# [Directions]
Once the images are set aside, print the remaining lines below exactly.
** Entries supplied follows **
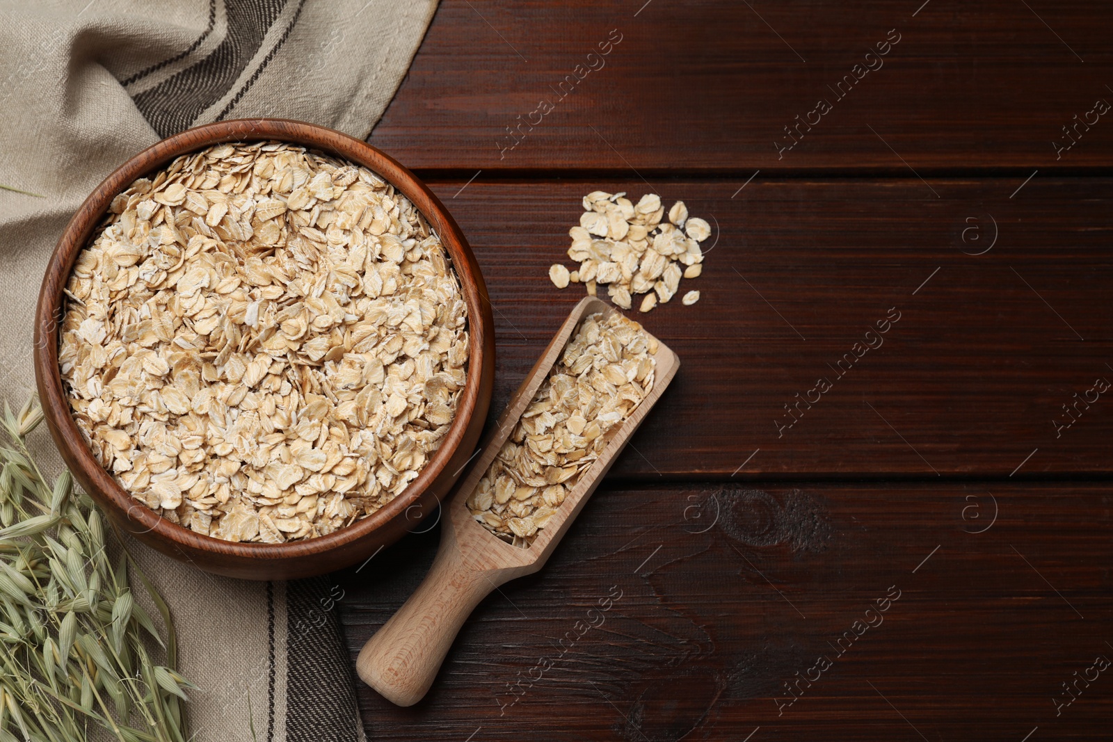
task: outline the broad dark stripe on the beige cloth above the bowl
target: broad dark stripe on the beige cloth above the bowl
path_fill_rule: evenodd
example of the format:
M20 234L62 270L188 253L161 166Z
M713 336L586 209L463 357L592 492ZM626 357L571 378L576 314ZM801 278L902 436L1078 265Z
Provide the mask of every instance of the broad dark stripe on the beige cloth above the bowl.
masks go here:
M287 0L225 0L228 33L205 59L135 96L136 107L161 137L188 128L220 100L263 46Z

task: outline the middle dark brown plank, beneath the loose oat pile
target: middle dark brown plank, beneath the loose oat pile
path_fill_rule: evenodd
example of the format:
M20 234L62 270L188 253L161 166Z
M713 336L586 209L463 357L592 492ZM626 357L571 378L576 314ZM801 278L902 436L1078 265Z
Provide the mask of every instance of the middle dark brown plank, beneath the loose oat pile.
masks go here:
M583 295L548 278L552 263L572 265L580 197L650 187L463 185L433 188L494 303L493 419ZM721 234L703 276L681 285L701 291L698 304L631 313L681 367L612 476L1109 472L1113 399L1078 403L1070 428L1054 423L1072 419L1063 405L1075 393L1113 382L1113 180L1036 178L1009 198L1018 185L759 177L732 198L735 184L654 181ZM856 358L894 308L899 320L868 340L883 345ZM811 392L820 377L823 395ZM820 399L782 429L797 394Z

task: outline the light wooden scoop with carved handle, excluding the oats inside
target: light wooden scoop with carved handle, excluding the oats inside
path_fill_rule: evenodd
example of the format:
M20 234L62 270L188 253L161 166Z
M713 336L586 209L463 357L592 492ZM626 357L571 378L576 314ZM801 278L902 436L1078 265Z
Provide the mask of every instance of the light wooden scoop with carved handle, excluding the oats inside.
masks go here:
M465 501L486 473L538 387L549 376L572 333L583 317L614 313L604 301L585 297L575 305L544 355L522 382L498 425L480 447L471 472L455 495L443 504L441 548L424 582L390 621L367 641L356 671L359 677L388 701L413 705L425 695L460 627L487 593L514 577L540 570L579 514L603 475L626 446L650 408L664 392L680 359L658 342L653 388L614 432L595 463L584 472L529 548L512 546L480 525Z

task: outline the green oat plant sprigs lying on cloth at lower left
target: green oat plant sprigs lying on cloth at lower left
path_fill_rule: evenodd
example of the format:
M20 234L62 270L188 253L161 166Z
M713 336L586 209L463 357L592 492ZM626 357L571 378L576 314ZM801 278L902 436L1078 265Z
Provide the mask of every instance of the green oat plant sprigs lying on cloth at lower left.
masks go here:
M90 733L186 742L184 689L195 686L174 670L169 607L69 472L47 484L27 447L41 421L35 397L14 415L4 403L0 742L83 742ZM120 554L115 564L110 552ZM161 613L165 636L135 600L129 566Z

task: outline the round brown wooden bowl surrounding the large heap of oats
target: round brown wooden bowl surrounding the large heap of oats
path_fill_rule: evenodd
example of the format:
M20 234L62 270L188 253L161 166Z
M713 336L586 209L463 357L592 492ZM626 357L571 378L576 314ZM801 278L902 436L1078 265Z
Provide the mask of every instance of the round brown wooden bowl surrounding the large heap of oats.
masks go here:
M339 531L285 544L234 543L170 523L135 499L101 467L70 413L58 366L62 289L78 253L101 225L112 198L135 180L176 157L226 141L279 140L321 150L377 172L408 198L437 235L460 277L467 304L471 349L467 385L456 416L417 477L380 511ZM460 227L410 170L364 141L312 123L240 119L201 126L164 139L120 166L70 219L47 266L35 317L35 375L50 434L77 481L122 528L175 558L203 570L248 580L292 580L332 572L366 560L392 544L430 513L455 484L479 442L494 382L494 326L479 265Z

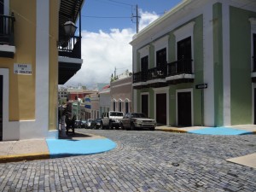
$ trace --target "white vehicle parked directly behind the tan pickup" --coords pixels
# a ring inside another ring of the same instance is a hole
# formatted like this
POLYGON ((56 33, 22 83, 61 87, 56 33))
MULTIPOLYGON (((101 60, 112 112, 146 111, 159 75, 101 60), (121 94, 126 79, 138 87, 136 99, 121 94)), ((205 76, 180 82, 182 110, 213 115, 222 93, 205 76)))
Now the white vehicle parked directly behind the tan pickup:
POLYGON ((117 112, 117 111, 109 111, 107 113, 102 113, 102 123, 101 128, 104 129, 105 127, 107 129, 113 129, 113 128, 119 128, 120 119, 122 119, 124 116, 123 112, 117 112))

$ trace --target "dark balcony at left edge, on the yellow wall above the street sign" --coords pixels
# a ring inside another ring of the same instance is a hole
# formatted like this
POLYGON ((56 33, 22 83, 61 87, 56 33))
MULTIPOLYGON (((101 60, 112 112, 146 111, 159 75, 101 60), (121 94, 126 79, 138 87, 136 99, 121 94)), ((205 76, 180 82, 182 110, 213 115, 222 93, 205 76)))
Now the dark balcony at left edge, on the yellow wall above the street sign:
POLYGON ((14 14, 0 15, 0 57, 15 56, 15 17, 14 14))

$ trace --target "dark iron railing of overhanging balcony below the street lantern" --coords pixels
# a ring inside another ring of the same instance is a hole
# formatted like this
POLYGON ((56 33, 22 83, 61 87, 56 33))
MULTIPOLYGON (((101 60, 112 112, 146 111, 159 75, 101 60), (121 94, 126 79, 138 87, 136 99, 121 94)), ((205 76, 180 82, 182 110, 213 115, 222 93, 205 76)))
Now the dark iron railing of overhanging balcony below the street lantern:
POLYGON ((81 38, 74 36, 59 43, 59 56, 81 59, 81 38))

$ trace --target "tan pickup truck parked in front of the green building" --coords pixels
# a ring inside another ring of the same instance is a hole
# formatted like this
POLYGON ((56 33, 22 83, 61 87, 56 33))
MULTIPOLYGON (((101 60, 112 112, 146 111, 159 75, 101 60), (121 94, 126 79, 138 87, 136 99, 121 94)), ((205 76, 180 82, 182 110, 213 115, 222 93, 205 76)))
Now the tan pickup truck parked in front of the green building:
POLYGON ((125 117, 120 122, 121 129, 150 129, 154 131, 156 121, 149 119, 144 113, 126 113, 125 117))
** End of Entries supplied **
# [Answer to this task]
task: outline the broad dark stripe on the beige cloth above the bowl
target: broad dark stripe on the beige cloth above the bowl
path_fill_rule: evenodd
example of the format:
M20 234L62 270L188 253L161 166Z
M713 336L586 209L463 357L592 492ZM626 357L571 378L576 314ZM801 278L902 436L1078 265Z
Provide the mask of every instance of the broad dark stripe on the beige cloth above the bowl.
masks go here:
M287 0L225 0L228 33L205 59L135 96L136 107L161 137L188 128L220 100L263 46Z

task: outline the middle dark brown plank, beneath the loose oat pile
target: middle dark brown plank, beneath the loose oat pile
path_fill_rule: evenodd
example of the format:
M20 234L62 270L188 253L161 166Z
M713 336L586 209L463 357L592 492ZM626 357L571 378L576 314ZM801 278L902 436L1078 265Z
Provide the mask of every instance of the middle dark brown plank, beneath the loose oat pile.
masks go here:
M583 295L548 278L552 263L572 265L580 197L650 187L463 185L433 188L494 303L493 419ZM721 234L703 276L681 285L701 291L698 304L631 313L681 367L612 476L1109 472L1113 399L1078 403L1070 428L1054 423L1072 419L1063 405L1075 393L1113 382L1113 180L1036 178L1009 198L1018 185L759 177L732 198L735 184L654 181ZM856 358L894 308L899 320L868 340L883 345ZM811 392L820 377L823 395ZM820 399L782 429L797 394Z

task: outline the light wooden scoop with carved handle, excluding the oats inside
target: light wooden scoop with carved handle, excluding the oats inside
path_fill_rule: evenodd
example of the format:
M20 234L62 270L188 253L161 166Z
M713 336L586 209L463 357L592 492ZM626 357L571 378L576 314ZM801 278L902 436L1078 265Z
Provide the mask of every instance of the light wooden scoop with carved handle, excluding the oats inside.
masks go here:
M465 501L486 473L538 387L549 376L572 333L583 317L614 313L604 301L585 297L575 305L544 355L522 382L498 425L480 447L471 472L455 495L443 504L441 548L424 582L390 621L367 641L356 671L359 677L388 701L413 705L425 695L460 627L487 593L514 577L540 570L579 514L603 475L626 446L650 408L664 392L680 359L658 342L653 388L614 432L595 463L584 472L529 548L512 546L480 525Z

task: outline the green oat plant sprigs lying on cloth at lower left
target: green oat plant sprigs lying on cloth at lower left
path_fill_rule: evenodd
example of the format:
M20 234L62 270L188 253L161 166Z
M713 336L586 209L463 357L592 492ZM626 357L571 378L576 314ZM801 278L902 436L1078 265Z
Provide the mask of every instance of the green oat plant sprigs lying on cloth at lower left.
masks go here:
M90 733L186 742L184 689L195 686L174 670L169 607L69 472L47 484L27 447L41 421L35 397L14 415L4 403L0 742L83 742ZM120 554L115 564L110 552ZM161 613L165 636L135 600L129 566Z

task: outline the round brown wooden bowl surrounding the large heap of oats
target: round brown wooden bowl surrounding the large heap of oats
path_fill_rule: evenodd
example of the format:
M20 234L62 270L188 253L161 166Z
M713 336L586 209L463 357L592 492ZM626 357L571 378L576 314ZM801 278L902 436L1078 265Z
Provide the mask of every instance of the round brown wooden bowl surrounding the large heap of oats.
masks go here:
M339 531L285 544L234 543L170 523L135 499L101 467L70 413L58 366L62 289L78 253L101 225L112 198L135 180L176 157L226 141L279 140L321 150L377 172L408 198L437 235L460 277L467 304L471 349L467 385L456 416L417 477L380 511ZM460 227L410 170L364 141L312 123L240 119L201 126L164 139L120 166L70 219L47 266L35 317L35 375L50 434L77 481L122 528L175 558L203 570L248 580L292 580L332 572L366 560L392 544L430 513L455 484L479 442L494 382L494 326L479 265Z

$ trace --target "white vehicle parked directly behind the tan pickup" --coords pixels
# a ring inside another ring of the same instance is a hole
# formatted like this
POLYGON ((56 33, 22 83, 61 87, 56 33))
MULTIPOLYGON (((101 60, 112 112, 146 111, 159 75, 101 60), (121 94, 126 79, 138 87, 136 99, 121 94)), ((205 76, 180 82, 182 110, 213 115, 222 93, 205 76)))
Now the white vehicle parked directly behind the tan pickup:
POLYGON ((117 112, 117 111, 109 111, 107 113, 102 113, 102 123, 101 128, 104 129, 105 127, 107 129, 113 129, 113 128, 119 128, 120 119, 122 119, 124 116, 123 112, 117 112))

$ trace --target "dark balcony at left edge, on the yellow wall above the street sign" --coords pixels
# a ring inside another ring of the same instance is a hole
# formatted like this
POLYGON ((56 33, 22 83, 61 87, 56 33))
MULTIPOLYGON (((101 60, 112 112, 146 111, 159 75, 101 60), (121 94, 126 79, 138 87, 136 99, 121 94)), ((205 76, 180 82, 182 110, 213 115, 222 93, 205 76)))
Now the dark balcony at left edge, on the yellow wall above the street sign:
POLYGON ((14 14, 0 15, 0 57, 15 56, 15 17, 14 14))

$ trace --target "dark iron railing of overhanging balcony below the street lantern" --coords pixels
# a ring inside another ring of the same instance is a hole
# formatted like this
POLYGON ((56 33, 22 83, 61 87, 56 33))
MULTIPOLYGON (((101 60, 112 112, 146 111, 159 75, 101 60), (121 94, 126 79, 138 87, 136 99, 121 94)), ((205 76, 180 82, 182 110, 213 115, 222 93, 205 76)))
Now the dark iron railing of overhanging balcony below the street lantern:
POLYGON ((81 38, 74 36, 59 43, 59 56, 81 59, 81 38))

$ trace --target "tan pickup truck parked in front of the green building" --coords pixels
# a ring inside another ring of the same instance is a hole
# formatted like this
POLYGON ((56 33, 22 83, 61 87, 56 33))
MULTIPOLYGON (((101 60, 112 112, 146 111, 159 75, 101 60), (121 94, 126 79, 138 87, 136 99, 121 94)), ((205 76, 180 82, 182 110, 213 115, 222 93, 205 76)))
Now the tan pickup truck parked in front of the green building:
POLYGON ((125 117, 120 122, 121 129, 150 129, 154 131, 156 121, 149 119, 144 113, 126 113, 125 117))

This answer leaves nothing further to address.